→ Directive
In the piece below about the Commercial Register scam, translate this sentence into Spanish: "That sort of slip is highly unlikely to appear in a REAL official document."

→ Selected text
Wolves in Hyenas’ Clothing

Have you ever been scammed or conned?  It’s really quite astonishing how careful one has to be throughout life, because there is always someone out there whose idea of a day’s work is the moral and ethical equivalent of bashing someone on the head with a cosh.

Whilst I might almost approve of a scheme which defrauds millions of people of a penny each – no one really suffers – or can even almost admire a really well thought out scheme, I have nothing but contempt for the appallingly badly spelled rubbish which some idiots throw at one’s email address from time to time.  You’ve probably seen that junk – English is clearly their 43rd language, and if they really think anyone is going to fall for such badly constructed trash then they have an unlimited amount of optimism…

Which is why, when I see the hyena-like mugging of someone who has kindly pointed out, on an online article accepting comments, that the writer made a typo, I get really quite cross. The inevitability of the howling, yowling moaning about ‘why aren’t you concentrating on the article content’ and ‘stop having a go at him/her’ is the saddest factor.  It’s all very well coming out with that dippy ‘let’s be nice to everybody’ rant, but given that scammers and conners frequently can’t even spell their own names, a grammatically incorrect or poorly spelled article comes across as unprofessional – and could even indicate a rather more sinister intent…

I had an interesting scam letter this week.  One of the better ones, it had only a couple of typos, but they were significant.  It is known as the ‘Commercial Register’ scam, and if you run any kind of business, in the UK or abroad, you could be targeted by it.  An astonishingly similar scam is the World Company Register, and the Welsh Commercial Register is also run by the same company – Direct Publisher S.L.U

Why is it clever?  Because whoever thought it out has had a nice, official looking form and letter printed, and the psychology behind it is spot-on.  But it’s very, very naughty.

First the letter.  Official looking header image with a coat of arms and ‘Commercial Register’ could easily catch out an admin newbie, or an over-stressed small business owner.  It states that ‘your company’s details need to be updated by the above referenced date.  Please revise and approve your company’s details promptly’.  It then goes on a bit more, and those who scrutinise documents will spot a comma where an inverted comma was meant to be.  That sort of slip is highly unlikely to appear in a REAL official document.  The letter does not make itself properly clear, and is ambiguous as to its actual intent.

The accompanying form also looks professional, until one gets down to the small print (ALWAYS read the small print!) and the word ‘receives’ is used where ‘reserves’ would have been grammatically correct.  If the whole thing is scrutinised carefully, it can be seen that it is an order form, which, if signed and returned (to a freepost address in FRANCE!) apparently enters you into a legally binding contract for advertising for a three-year period, at a cost of £863 per year!  Pretty staggering price for a 600 x 350 pixel rectangle on a dodgy website.  So if someone in the office didn’t look too carefully, or had returned the form suitably amended because they had closed down their business, they would potentially be liable for a very large bill.  I say potentially, because the legality of a fraudulent document is questionable, and the people behind Direct Publisher S.L.U are most unlikely to want their naughty practice exposed in court.  But think of the stress that sort of demand could put someone under – particularly if they are new to business, or are already having financial difficulties.

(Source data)

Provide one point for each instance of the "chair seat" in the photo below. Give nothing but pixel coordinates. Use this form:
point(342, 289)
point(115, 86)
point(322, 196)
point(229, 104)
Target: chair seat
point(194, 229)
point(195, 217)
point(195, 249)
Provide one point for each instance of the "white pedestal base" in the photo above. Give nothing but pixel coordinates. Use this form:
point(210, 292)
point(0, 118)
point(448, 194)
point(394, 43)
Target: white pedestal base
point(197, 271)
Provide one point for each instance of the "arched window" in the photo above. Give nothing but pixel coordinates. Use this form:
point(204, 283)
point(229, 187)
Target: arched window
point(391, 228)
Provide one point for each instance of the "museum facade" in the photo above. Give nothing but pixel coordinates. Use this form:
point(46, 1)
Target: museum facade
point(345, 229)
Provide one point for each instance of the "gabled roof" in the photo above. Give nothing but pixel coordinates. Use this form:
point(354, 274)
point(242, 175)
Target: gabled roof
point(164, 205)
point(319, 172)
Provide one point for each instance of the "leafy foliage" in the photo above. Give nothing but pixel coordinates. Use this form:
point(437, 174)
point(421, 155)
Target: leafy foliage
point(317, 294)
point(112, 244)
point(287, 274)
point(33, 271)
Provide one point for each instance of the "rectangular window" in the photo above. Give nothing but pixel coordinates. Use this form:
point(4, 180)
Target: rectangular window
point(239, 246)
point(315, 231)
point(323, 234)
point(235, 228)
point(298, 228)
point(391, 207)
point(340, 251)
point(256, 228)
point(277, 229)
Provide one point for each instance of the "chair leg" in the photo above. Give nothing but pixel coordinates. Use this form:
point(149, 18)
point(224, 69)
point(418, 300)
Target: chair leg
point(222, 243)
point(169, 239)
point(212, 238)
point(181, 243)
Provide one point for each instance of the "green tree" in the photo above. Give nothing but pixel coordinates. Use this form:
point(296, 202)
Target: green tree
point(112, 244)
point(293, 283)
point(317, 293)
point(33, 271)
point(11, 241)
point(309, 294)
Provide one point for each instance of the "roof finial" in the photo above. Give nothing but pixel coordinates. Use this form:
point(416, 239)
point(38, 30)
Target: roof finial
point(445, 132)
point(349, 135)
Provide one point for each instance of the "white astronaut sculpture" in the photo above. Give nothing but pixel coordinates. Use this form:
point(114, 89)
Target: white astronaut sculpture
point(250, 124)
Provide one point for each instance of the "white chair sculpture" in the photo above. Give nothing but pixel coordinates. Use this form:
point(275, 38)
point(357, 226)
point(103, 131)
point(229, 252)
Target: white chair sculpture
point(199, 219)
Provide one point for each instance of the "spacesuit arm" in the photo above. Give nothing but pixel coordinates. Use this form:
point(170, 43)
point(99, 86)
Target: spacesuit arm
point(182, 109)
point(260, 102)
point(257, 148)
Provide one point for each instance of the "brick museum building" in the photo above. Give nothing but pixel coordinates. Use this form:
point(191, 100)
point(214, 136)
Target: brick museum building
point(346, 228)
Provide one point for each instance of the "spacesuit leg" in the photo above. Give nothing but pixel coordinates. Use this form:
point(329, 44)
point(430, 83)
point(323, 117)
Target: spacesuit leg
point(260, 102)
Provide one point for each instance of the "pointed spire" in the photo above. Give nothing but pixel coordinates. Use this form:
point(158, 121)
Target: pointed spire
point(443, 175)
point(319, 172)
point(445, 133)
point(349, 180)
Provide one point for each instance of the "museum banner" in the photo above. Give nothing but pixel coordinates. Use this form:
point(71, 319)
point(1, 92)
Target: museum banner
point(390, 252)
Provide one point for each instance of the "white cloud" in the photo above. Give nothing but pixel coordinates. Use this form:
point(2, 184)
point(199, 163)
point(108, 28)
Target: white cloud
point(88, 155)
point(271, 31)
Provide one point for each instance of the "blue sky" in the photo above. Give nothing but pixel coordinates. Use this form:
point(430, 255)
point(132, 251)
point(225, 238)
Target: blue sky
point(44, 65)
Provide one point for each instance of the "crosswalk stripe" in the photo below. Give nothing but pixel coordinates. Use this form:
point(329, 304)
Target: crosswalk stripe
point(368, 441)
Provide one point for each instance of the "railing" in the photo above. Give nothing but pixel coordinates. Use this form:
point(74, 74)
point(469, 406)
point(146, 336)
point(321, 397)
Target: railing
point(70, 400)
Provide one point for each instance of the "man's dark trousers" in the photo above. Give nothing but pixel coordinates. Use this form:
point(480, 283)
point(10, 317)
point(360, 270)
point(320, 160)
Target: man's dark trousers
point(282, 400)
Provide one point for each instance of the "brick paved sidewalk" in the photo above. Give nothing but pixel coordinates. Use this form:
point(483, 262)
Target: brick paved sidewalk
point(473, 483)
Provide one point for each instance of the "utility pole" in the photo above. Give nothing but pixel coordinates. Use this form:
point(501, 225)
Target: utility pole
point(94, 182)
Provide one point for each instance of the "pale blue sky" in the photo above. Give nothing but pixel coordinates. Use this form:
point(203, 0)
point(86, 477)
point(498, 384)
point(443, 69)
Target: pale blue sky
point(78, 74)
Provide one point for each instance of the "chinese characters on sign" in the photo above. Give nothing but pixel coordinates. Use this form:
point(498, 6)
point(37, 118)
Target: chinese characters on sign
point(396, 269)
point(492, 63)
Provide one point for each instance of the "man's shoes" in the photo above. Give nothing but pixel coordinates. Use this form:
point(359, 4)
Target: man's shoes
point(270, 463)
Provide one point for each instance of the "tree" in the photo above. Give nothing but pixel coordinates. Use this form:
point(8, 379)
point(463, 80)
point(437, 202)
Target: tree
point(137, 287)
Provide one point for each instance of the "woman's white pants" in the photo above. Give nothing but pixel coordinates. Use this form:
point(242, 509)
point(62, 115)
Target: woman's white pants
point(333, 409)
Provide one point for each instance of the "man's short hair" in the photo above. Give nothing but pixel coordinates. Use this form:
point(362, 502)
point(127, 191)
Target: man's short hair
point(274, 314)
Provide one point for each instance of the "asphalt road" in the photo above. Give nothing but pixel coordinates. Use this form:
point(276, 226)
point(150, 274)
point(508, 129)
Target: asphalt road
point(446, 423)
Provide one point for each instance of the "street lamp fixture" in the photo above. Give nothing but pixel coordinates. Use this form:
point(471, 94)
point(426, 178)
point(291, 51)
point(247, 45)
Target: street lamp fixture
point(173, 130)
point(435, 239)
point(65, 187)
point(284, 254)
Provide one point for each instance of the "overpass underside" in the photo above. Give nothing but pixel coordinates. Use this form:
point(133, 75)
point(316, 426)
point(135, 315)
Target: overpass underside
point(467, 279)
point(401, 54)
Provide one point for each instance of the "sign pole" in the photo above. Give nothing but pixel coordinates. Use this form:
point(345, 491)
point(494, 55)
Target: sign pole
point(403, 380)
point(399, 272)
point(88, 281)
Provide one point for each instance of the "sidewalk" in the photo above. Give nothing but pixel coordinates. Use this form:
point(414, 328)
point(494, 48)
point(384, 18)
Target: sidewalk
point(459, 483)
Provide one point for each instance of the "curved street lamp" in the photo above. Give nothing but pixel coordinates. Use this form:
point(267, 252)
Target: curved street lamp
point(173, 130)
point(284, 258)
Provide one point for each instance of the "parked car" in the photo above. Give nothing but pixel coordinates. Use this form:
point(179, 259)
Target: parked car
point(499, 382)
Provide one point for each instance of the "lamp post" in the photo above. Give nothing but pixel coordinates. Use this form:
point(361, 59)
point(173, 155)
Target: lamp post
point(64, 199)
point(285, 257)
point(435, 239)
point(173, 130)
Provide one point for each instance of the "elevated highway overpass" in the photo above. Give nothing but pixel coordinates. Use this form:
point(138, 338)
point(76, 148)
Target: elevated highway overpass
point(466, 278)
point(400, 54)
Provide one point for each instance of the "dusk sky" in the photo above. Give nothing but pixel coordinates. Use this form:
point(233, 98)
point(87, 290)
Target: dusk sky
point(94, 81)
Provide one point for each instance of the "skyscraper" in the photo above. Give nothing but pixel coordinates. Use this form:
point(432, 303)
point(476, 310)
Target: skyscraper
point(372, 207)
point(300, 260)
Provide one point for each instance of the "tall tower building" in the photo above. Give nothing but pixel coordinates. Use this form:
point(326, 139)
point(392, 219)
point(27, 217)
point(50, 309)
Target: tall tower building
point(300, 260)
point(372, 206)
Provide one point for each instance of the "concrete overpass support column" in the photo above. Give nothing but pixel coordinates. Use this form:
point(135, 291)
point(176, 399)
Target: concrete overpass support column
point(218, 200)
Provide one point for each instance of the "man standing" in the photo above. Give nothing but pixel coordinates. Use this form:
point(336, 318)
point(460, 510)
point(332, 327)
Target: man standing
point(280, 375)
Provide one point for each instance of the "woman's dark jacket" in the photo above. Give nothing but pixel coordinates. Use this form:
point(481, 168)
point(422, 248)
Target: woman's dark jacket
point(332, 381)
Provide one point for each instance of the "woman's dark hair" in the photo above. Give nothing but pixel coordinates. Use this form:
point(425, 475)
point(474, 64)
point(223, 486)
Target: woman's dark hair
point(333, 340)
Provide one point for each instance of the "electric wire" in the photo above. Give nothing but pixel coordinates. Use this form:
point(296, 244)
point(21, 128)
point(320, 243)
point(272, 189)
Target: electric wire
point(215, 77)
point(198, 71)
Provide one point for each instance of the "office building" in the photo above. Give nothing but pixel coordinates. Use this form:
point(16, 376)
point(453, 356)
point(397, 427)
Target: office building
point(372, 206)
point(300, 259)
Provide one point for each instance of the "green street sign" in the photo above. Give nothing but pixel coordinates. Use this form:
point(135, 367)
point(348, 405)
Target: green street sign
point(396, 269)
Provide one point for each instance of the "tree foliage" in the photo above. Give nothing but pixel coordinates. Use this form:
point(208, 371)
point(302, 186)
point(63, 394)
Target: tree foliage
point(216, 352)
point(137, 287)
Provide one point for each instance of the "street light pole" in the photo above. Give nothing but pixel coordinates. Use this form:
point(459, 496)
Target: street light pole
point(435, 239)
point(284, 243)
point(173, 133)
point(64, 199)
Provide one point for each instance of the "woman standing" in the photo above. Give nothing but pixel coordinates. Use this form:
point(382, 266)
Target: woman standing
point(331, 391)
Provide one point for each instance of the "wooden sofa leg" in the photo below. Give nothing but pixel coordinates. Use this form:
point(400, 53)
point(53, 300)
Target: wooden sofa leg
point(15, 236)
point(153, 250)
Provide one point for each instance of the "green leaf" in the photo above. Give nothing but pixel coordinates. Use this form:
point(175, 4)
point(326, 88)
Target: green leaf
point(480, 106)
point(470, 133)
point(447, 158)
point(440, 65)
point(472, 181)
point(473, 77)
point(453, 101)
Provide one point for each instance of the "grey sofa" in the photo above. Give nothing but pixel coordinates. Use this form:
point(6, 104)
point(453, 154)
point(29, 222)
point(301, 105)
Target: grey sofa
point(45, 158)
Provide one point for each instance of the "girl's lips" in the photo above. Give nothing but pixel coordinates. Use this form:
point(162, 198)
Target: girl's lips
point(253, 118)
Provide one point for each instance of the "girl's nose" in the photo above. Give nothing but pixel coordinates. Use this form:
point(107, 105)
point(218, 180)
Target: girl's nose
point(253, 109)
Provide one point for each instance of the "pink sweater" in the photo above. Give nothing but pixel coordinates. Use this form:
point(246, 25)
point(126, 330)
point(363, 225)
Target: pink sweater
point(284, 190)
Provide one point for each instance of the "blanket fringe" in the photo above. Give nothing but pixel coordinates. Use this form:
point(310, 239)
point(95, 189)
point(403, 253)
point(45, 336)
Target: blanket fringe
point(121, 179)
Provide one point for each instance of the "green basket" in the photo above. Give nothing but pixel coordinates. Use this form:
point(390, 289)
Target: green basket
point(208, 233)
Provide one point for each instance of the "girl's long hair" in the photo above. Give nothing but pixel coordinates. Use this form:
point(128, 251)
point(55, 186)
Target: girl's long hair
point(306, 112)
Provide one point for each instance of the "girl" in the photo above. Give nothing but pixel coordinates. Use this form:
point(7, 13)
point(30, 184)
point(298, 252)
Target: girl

→ Result of the exercise
Es muy poco probable que ese tipo de error aparezca en un documento oficial REAL.